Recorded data
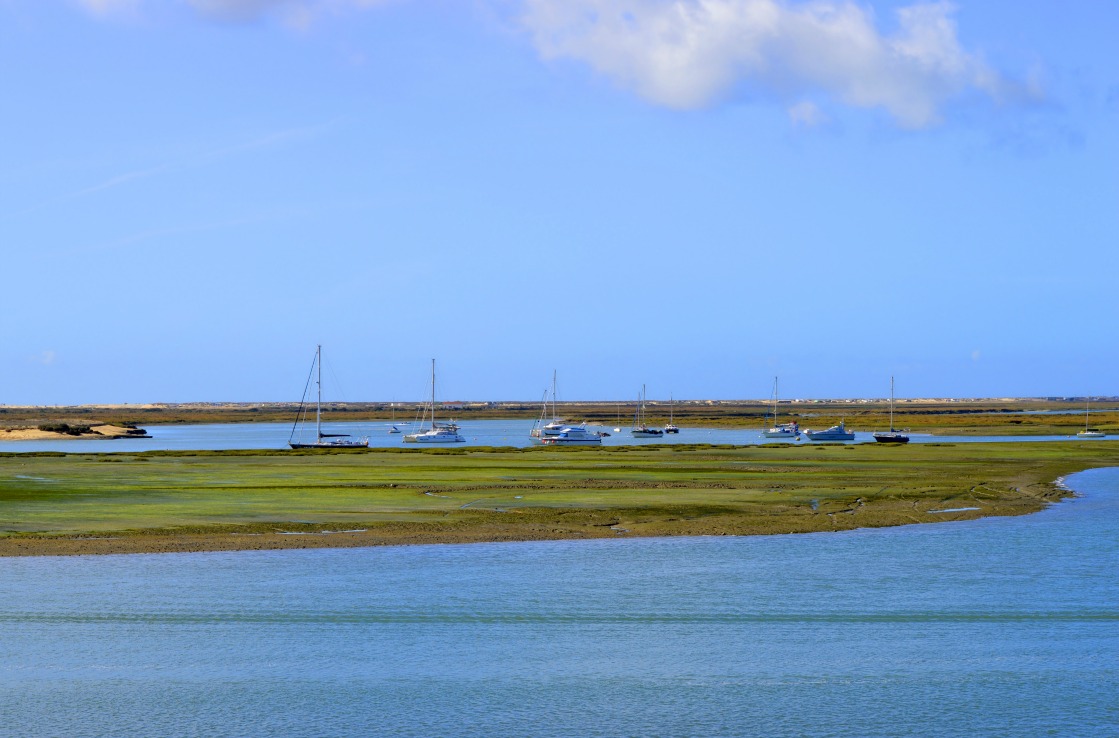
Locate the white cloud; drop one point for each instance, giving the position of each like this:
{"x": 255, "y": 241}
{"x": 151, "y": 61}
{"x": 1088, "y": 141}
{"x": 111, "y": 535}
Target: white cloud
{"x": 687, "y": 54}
---
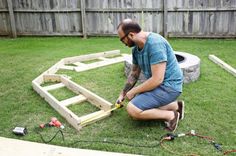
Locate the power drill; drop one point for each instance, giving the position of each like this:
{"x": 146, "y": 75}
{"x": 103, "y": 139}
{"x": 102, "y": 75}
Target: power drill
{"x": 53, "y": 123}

◆ Problem requirements ◆
Whenever a line in the entries above includes the word "each", pull that line out.

◆ Result below ◆
Locate the white cloud; drop one point for each instance, giving the position of each like this:
Locate the power drill; drop one point for each instance, giving the position of each like this:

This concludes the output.